Extracted records

....

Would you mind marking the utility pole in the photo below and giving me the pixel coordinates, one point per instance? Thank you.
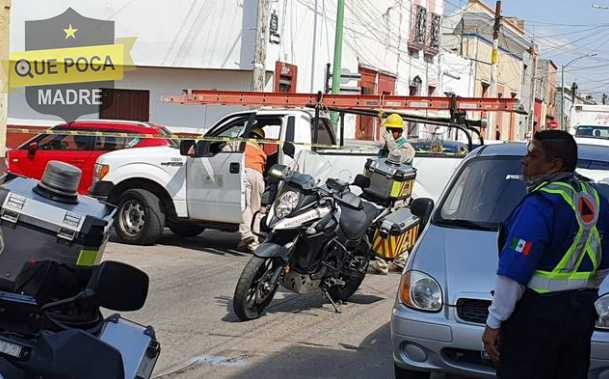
(338, 51)
(533, 91)
(262, 25)
(5, 28)
(314, 58)
(494, 67)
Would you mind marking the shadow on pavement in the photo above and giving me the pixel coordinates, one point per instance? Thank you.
(288, 302)
(371, 359)
(210, 242)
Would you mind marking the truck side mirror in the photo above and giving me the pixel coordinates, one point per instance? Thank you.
(289, 149)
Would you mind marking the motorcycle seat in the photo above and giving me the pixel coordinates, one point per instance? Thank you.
(355, 223)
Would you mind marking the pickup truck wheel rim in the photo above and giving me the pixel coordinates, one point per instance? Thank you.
(132, 217)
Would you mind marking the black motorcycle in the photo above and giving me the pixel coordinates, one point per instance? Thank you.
(51, 326)
(318, 238)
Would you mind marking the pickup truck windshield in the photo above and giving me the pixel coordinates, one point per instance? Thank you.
(590, 131)
(483, 195)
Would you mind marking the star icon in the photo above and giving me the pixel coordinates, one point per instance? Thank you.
(70, 32)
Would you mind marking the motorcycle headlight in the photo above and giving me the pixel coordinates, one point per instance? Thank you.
(286, 204)
(602, 308)
(420, 291)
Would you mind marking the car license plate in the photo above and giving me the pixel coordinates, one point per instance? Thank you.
(12, 349)
(485, 355)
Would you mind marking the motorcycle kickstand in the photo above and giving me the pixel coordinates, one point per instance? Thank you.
(336, 304)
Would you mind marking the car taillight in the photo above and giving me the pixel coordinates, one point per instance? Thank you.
(101, 170)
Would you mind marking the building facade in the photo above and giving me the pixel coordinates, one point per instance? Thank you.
(393, 45)
(470, 30)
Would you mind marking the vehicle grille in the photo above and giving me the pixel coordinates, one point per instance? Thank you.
(473, 310)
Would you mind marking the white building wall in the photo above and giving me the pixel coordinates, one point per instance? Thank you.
(214, 35)
(457, 75)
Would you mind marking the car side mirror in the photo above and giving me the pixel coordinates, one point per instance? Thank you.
(187, 147)
(289, 149)
(118, 286)
(361, 181)
(32, 148)
(422, 208)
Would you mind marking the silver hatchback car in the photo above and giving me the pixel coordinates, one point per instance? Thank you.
(441, 307)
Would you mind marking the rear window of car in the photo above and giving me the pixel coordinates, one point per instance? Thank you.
(165, 132)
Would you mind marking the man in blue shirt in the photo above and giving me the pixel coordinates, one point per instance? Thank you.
(550, 268)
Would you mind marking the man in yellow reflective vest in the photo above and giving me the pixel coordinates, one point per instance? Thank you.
(551, 265)
(393, 135)
(255, 164)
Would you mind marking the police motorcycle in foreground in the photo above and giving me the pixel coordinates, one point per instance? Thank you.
(53, 284)
(60, 333)
(318, 238)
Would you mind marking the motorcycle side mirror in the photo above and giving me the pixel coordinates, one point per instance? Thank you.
(32, 148)
(289, 149)
(118, 286)
(361, 181)
(422, 208)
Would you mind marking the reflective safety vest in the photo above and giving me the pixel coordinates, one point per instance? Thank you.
(566, 275)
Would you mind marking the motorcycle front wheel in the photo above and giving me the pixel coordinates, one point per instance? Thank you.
(254, 290)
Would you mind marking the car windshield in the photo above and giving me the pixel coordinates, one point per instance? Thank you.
(483, 194)
(486, 190)
(590, 131)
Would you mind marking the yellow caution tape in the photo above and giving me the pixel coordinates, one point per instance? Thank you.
(177, 137)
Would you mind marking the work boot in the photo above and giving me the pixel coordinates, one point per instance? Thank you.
(378, 266)
(245, 243)
(398, 262)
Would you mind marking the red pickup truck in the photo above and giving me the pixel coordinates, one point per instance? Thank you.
(30, 159)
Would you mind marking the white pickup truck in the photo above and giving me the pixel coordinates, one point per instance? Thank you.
(158, 187)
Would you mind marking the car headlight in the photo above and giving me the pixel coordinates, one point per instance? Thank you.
(100, 171)
(286, 204)
(602, 308)
(420, 291)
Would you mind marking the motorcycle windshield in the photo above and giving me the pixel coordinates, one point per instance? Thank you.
(313, 164)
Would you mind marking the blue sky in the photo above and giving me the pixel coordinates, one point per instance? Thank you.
(564, 30)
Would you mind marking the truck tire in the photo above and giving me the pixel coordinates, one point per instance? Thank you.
(185, 229)
(140, 218)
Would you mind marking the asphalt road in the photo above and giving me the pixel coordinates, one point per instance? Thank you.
(190, 306)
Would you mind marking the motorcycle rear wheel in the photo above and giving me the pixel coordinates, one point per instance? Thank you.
(253, 292)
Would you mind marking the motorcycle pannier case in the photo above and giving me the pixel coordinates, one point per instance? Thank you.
(136, 343)
(389, 181)
(395, 234)
(37, 228)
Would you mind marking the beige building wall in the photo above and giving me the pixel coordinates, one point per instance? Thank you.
(478, 47)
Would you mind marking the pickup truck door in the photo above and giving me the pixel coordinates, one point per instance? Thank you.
(215, 189)
(216, 185)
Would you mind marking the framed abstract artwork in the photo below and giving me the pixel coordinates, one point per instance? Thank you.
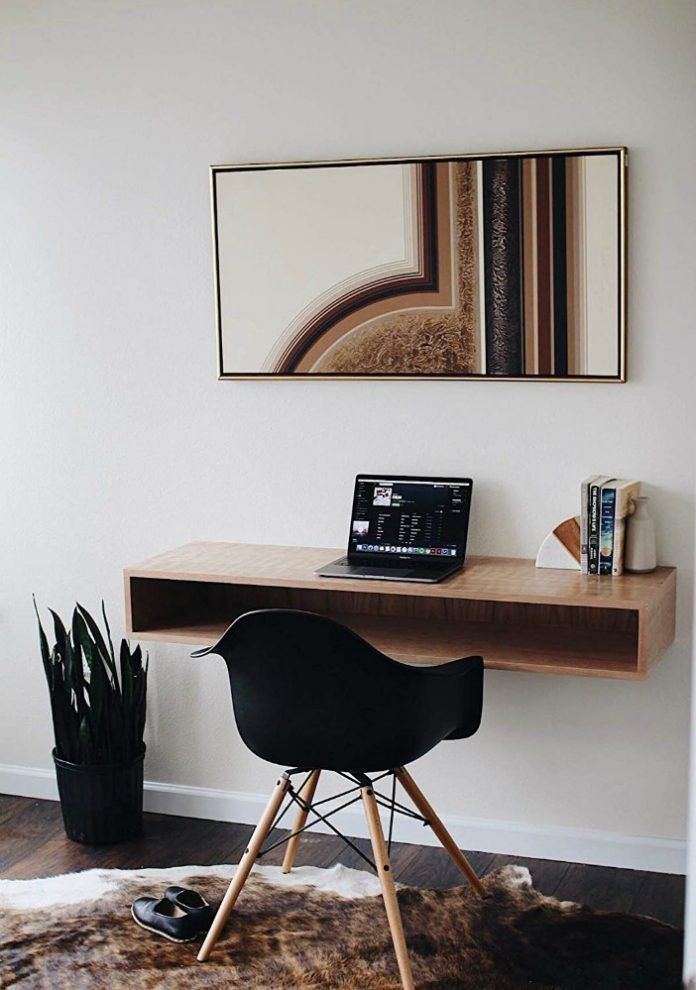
(505, 266)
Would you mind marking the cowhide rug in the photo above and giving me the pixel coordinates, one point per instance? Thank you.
(326, 930)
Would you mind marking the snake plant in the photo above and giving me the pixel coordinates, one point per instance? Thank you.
(97, 700)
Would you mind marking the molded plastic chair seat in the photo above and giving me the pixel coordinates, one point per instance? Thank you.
(311, 694)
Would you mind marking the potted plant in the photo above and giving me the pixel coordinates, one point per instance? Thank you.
(98, 708)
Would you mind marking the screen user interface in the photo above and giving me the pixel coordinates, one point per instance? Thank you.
(420, 519)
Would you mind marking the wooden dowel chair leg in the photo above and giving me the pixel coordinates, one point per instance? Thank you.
(386, 879)
(245, 864)
(307, 794)
(428, 812)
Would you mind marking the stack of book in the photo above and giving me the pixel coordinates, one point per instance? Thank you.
(606, 503)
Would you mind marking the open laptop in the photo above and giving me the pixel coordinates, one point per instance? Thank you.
(405, 529)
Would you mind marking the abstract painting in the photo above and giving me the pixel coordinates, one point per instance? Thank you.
(496, 266)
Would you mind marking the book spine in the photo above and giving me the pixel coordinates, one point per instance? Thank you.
(593, 534)
(584, 502)
(606, 538)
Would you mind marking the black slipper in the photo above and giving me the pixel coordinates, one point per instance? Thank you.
(162, 917)
(192, 903)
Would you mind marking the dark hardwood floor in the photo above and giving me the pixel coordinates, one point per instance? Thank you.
(33, 844)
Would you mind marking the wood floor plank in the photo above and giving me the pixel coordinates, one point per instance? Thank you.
(661, 896)
(33, 844)
(547, 874)
(600, 886)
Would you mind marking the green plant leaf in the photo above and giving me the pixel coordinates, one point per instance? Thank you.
(100, 644)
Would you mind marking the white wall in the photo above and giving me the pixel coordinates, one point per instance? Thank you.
(118, 442)
(690, 921)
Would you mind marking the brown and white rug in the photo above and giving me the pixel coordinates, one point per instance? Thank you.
(326, 930)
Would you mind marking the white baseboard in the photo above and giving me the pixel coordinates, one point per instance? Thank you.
(592, 846)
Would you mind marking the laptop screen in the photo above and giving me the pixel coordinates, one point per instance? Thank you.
(423, 519)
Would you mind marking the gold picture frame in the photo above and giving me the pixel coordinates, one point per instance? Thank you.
(563, 211)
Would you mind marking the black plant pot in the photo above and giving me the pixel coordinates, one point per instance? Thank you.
(101, 803)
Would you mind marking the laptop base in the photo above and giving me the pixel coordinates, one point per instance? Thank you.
(423, 575)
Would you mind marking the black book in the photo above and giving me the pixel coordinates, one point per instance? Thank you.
(606, 530)
(593, 527)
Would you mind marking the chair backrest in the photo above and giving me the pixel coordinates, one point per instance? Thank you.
(309, 692)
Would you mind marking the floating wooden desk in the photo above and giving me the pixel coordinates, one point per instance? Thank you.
(518, 617)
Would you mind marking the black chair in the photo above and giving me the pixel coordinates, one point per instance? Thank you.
(311, 694)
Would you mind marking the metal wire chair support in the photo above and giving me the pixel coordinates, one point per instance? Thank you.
(359, 781)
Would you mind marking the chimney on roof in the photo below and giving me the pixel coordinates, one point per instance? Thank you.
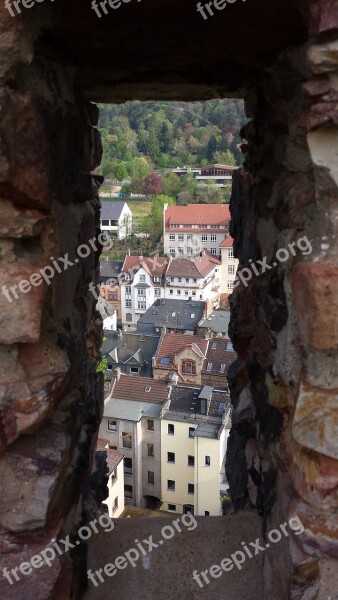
(117, 374)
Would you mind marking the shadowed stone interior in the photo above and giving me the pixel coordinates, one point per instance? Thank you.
(55, 61)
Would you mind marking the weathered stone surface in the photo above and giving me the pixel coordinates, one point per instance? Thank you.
(20, 318)
(315, 291)
(315, 421)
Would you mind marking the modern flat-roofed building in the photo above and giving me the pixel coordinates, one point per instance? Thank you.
(195, 425)
(190, 229)
(131, 424)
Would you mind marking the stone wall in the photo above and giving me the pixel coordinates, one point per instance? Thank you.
(50, 395)
(284, 322)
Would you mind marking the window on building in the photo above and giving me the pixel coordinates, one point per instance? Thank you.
(128, 491)
(128, 466)
(127, 440)
(151, 450)
(191, 461)
(188, 367)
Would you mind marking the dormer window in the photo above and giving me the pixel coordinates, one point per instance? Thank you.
(188, 367)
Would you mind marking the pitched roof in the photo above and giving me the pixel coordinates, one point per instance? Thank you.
(172, 314)
(110, 268)
(220, 166)
(154, 266)
(112, 210)
(196, 267)
(198, 214)
(227, 243)
(131, 387)
(220, 352)
(113, 456)
(173, 343)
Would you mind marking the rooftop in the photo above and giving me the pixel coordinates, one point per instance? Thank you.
(173, 343)
(140, 389)
(113, 456)
(220, 356)
(154, 266)
(217, 321)
(227, 243)
(112, 210)
(197, 267)
(173, 314)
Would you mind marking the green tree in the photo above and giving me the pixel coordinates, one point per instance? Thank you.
(120, 171)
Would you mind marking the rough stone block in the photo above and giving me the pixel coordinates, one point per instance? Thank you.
(315, 291)
(20, 318)
(315, 420)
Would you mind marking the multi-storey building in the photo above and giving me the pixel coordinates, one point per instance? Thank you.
(189, 229)
(229, 266)
(131, 424)
(180, 357)
(142, 282)
(195, 278)
(114, 460)
(195, 424)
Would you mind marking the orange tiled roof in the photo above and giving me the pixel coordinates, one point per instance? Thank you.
(173, 343)
(198, 214)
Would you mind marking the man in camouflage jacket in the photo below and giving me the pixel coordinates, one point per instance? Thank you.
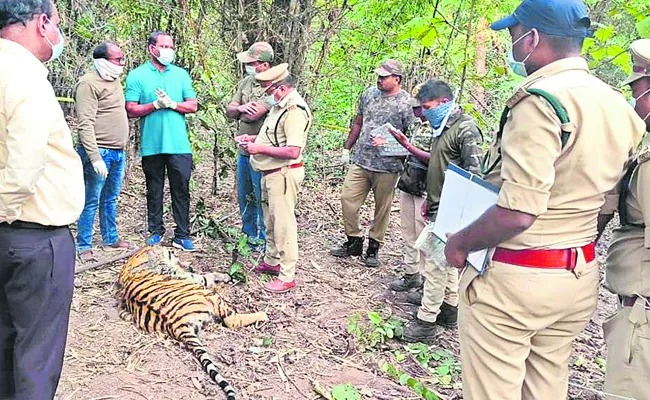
(385, 103)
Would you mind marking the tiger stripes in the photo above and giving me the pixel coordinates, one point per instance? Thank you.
(163, 298)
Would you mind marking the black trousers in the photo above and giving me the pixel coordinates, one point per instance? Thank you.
(36, 283)
(179, 170)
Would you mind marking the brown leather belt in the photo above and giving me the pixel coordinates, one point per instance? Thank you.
(555, 259)
(628, 301)
(292, 166)
(29, 225)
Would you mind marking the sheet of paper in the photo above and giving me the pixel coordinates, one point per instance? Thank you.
(464, 198)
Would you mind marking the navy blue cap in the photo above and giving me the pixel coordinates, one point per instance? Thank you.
(552, 17)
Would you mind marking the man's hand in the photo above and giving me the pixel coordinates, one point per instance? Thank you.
(399, 136)
(424, 211)
(454, 254)
(379, 141)
(244, 139)
(345, 156)
(251, 147)
(164, 101)
(100, 168)
(251, 108)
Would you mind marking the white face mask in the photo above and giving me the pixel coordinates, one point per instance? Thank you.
(107, 70)
(518, 67)
(250, 70)
(166, 56)
(57, 49)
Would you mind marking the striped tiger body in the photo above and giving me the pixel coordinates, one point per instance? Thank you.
(161, 297)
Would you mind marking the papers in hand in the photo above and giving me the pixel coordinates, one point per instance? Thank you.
(464, 198)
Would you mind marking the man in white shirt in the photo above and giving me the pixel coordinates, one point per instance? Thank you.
(41, 193)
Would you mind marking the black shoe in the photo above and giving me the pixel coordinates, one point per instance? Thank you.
(408, 281)
(353, 247)
(371, 259)
(414, 298)
(448, 316)
(421, 331)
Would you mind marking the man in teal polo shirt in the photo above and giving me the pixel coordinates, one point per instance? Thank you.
(161, 94)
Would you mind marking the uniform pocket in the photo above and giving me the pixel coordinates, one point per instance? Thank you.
(467, 286)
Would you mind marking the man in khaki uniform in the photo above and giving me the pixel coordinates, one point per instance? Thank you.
(381, 104)
(627, 332)
(518, 319)
(454, 137)
(249, 108)
(277, 153)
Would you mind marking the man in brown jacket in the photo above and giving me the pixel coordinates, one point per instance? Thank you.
(103, 132)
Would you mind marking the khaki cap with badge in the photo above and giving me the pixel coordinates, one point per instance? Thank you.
(274, 74)
(390, 67)
(640, 50)
(259, 51)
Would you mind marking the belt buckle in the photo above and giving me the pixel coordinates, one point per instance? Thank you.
(573, 259)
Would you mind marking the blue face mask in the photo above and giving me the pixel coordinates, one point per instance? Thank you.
(518, 67)
(57, 49)
(438, 114)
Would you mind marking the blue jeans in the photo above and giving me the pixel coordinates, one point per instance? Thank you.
(102, 194)
(249, 196)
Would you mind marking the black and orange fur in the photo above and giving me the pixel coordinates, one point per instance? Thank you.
(162, 297)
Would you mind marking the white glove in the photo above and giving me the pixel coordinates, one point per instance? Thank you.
(100, 168)
(164, 101)
(345, 156)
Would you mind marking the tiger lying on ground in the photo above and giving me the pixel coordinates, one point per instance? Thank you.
(162, 297)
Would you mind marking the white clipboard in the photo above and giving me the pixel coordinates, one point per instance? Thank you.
(464, 198)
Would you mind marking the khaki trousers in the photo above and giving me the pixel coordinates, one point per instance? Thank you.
(279, 195)
(516, 327)
(412, 224)
(439, 285)
(627, 334)
(357, 185)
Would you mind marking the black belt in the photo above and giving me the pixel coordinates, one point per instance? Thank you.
(629, 301)
(29, 225)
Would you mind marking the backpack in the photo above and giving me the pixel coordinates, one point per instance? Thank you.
(560, 111)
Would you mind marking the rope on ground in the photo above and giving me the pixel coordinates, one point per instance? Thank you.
(84, 268)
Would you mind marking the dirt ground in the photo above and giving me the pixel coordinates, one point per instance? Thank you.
(108, 358)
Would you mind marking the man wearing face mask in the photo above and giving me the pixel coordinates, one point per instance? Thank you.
(277, 153)
(627, 332)
(103, 129)
(564, 140)
(455, 138)
(161, 94)
(250, 109)
(41, 194)
(384, 103)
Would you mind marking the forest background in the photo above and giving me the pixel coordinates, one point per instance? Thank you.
(332, 47)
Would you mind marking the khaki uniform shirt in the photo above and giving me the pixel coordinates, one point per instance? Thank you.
(293, 123)
(102, 120)
(460, 144)
(564, 188)
(628, 258)
(41, 177)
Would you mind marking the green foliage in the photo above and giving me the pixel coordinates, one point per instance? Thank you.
(442, 364)
(345, 391)
(375, 331)
(406, 380)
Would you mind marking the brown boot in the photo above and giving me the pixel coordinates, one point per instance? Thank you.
(353, 247)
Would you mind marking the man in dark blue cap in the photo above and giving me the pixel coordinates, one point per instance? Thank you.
(564, 140)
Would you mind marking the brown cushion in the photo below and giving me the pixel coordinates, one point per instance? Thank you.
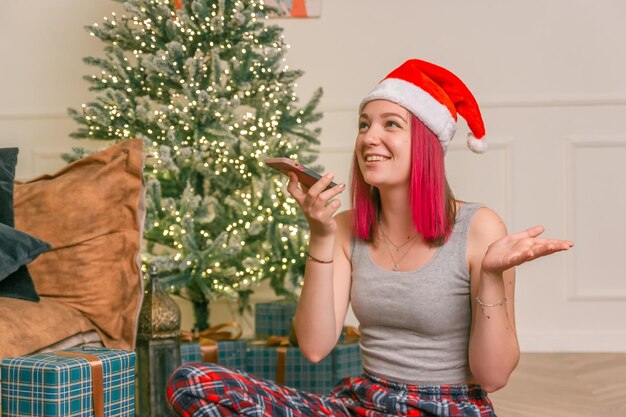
(26, 326)
(90, 213)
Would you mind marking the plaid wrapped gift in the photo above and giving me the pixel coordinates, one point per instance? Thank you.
(274, 318)
(96, 382)
(287, 366)
(231, 353)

....

Retype only the lines from the one with "Would you mind marking the backpack" through the final line of the entries, please, and keep the pictures out.

Would you mind marking the backpack in the photo above and giving me the pixel coordinates, one point per instance? Thank you.
(560, 111)
Would you mind marking the rope on ground in the photo above and giving me the pixel coordinates, one point per instance? Thank you.
(84, 268)
Would you mind marking the dirt ground in the photo above and giving me the pixel coordinates, one point per instance? Thank you.
(108, 358)
Would you mind marking the man wearing face mask in the photo above and giving me the pixel coordinates, one point per instance? Thank you.
(277, 153)
(627, 332)
(103, 129)
(564, 140)
(455, 138)
(161, 94)
(250, 109)
(41, 194)
(384, 103)
Would you mind marking the forest background in the photo above and giving me the pixel coordinates, one point per instance? Thank you.
(332, 47)
Would you mind marking the khaki uniform shirt in the photo above and giving me the pixel coordinates, one point per instance? Thank you.
(293, 123)
(102, 120)
(460, 144)
(564, 188)
(628, 258)
(41, 177)
Would you mind marking the green foliage in the photo above and giving me the pixel coordinates, one point per instance? Thank you.
(442, 364)
(345, 391)
(375, 331)
(406, 380)
Would you mind marking the brown boot in the photo above and giving me the pixel coordinates, one point per instance? Thank you.
(353, 247)
Would you mind marking the man in dark blue cap in the photo above and giving me the pixel coordinates, one point per instance? Thank you.
(564, 140)
Would you mind marking the brown cushion in the photo below and giving me the pixel coordinates, one point per instance? Thank you.
(26, 326)
(90, 213)
Would you mind marking the plaid wrapped gift in the photo above and giving me the pixel coordinates, one point per instance? Thank you.
(274, 318)
(96, 382)
(287, 366)
(231, 353)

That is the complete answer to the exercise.